### PROBLEM
Copy the data below verbatim, from the start of the data up to and including the line that contains "[515, 198, 546, 221]".

#####

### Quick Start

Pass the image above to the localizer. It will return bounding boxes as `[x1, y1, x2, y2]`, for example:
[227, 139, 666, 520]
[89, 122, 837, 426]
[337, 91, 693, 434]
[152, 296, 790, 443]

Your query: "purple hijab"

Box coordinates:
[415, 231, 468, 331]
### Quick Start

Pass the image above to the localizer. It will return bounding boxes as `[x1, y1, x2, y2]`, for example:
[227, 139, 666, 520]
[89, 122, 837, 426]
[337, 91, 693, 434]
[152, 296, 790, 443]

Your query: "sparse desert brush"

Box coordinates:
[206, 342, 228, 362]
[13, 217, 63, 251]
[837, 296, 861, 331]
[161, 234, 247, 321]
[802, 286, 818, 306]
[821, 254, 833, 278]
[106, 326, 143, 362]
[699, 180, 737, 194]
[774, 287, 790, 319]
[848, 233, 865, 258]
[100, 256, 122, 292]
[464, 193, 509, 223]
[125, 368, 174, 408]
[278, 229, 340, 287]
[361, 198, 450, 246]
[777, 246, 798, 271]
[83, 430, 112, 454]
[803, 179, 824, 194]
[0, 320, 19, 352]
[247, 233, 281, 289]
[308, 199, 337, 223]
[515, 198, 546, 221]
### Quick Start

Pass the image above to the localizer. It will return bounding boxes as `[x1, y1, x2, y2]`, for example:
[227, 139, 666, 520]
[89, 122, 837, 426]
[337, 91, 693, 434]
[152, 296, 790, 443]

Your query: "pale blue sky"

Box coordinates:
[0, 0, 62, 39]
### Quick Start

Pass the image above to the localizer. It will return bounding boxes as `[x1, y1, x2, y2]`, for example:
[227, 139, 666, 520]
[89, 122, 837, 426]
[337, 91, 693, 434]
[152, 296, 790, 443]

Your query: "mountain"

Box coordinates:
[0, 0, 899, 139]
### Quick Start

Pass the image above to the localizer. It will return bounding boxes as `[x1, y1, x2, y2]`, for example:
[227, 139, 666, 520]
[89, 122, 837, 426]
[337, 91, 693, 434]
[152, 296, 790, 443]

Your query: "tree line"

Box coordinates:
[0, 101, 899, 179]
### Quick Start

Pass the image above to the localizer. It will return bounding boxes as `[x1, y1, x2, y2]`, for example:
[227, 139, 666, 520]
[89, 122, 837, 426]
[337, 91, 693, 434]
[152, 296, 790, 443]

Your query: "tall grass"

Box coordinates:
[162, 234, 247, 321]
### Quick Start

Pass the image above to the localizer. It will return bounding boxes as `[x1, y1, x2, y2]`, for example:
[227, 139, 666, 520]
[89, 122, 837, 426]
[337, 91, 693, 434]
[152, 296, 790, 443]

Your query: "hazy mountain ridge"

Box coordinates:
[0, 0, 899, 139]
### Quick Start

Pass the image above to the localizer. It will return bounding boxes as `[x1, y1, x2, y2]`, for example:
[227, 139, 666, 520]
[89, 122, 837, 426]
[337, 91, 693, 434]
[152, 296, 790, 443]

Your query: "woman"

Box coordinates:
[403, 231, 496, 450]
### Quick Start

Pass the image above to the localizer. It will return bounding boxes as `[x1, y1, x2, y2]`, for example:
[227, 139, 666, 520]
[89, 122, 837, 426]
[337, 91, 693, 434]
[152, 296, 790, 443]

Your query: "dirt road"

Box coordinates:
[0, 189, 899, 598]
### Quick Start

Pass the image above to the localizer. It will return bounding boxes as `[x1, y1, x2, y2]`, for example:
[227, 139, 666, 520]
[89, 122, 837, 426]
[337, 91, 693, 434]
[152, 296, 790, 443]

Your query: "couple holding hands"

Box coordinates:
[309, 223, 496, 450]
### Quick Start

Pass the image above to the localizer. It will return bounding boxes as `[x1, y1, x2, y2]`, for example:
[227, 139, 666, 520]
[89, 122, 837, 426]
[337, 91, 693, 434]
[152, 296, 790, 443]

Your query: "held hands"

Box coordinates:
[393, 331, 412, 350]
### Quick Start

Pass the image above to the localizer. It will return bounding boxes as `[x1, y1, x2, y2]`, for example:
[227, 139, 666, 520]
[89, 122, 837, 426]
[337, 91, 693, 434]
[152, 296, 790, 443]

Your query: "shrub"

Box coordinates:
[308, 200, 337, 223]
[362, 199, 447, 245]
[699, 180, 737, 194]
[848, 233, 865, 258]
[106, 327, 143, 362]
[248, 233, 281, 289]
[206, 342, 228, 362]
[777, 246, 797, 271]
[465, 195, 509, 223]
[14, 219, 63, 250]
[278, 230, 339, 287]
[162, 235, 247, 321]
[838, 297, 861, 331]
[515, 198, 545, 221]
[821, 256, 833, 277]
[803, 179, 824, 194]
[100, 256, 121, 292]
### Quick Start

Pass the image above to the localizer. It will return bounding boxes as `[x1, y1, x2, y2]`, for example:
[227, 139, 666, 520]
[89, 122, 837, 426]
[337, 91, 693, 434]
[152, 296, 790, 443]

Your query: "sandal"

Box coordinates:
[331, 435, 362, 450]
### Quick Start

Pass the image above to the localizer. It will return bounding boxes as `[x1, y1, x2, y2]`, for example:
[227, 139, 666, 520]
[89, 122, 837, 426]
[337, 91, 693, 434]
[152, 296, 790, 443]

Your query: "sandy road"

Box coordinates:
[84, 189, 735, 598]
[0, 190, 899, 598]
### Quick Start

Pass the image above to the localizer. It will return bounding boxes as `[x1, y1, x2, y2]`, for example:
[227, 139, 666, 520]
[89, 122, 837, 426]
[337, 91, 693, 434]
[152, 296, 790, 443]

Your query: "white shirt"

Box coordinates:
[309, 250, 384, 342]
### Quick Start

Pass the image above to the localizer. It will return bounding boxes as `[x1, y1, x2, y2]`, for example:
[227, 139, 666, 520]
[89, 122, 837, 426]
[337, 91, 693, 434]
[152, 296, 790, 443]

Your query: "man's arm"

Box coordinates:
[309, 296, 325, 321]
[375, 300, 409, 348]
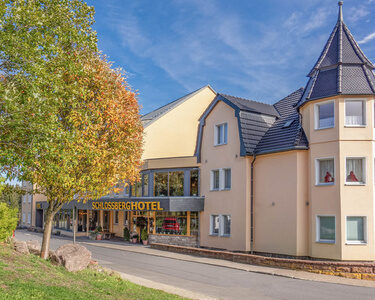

#####

### EXPECTED ANSWER
### Quick Start

Pass the image above to the localizer. It will return bounding boxes as `[x1, y1, x2, y2]`, for example:
[227, 139, 666, 520]
[89, 122, 837, 426]
[337, 91, 693, 434]
[152, 296, 790, 443]

Your query: "purple hijab"

Box coordinates:
[415, 231, 468, 331]
### Quick Start

Pass the image above to the localizer. It will return bounding boxes as `[x1, y1, x2, y2]`, for example:
[227, 139, 666, 520]
[89, 122, 837, 426]
[337, 91, 693, 434]
[152, 296, 790, 443]

Your query: "sparse desert brush"

Box coordinates:
[206, 342, 228, 362]
[13, 217, 63, 251]
[837, 296, 861, 331]
[161, 234, 247, 321]
[802, 286, 818, 306]
[821, 254, 833, 278]
[106, 326, 143, 362]
[699, 180, 737, 194]
[774, 287, 790, 319]
[848, 233, 865, 258]
[100, 256, 122, 292]
[464, 193, 509, 223]
[125, 368, 174, 408]
[278, 229, 340, 287]
[361, 198, 450, 246]
[777, 246, 798, 271]
[83, 430, 112, 454]
[803, 179, 824, 194]
[0, 320, 19, 352]
[247, 233, 281, 289]
[308, 199, 337, 223]
[515, 198, 546, 221]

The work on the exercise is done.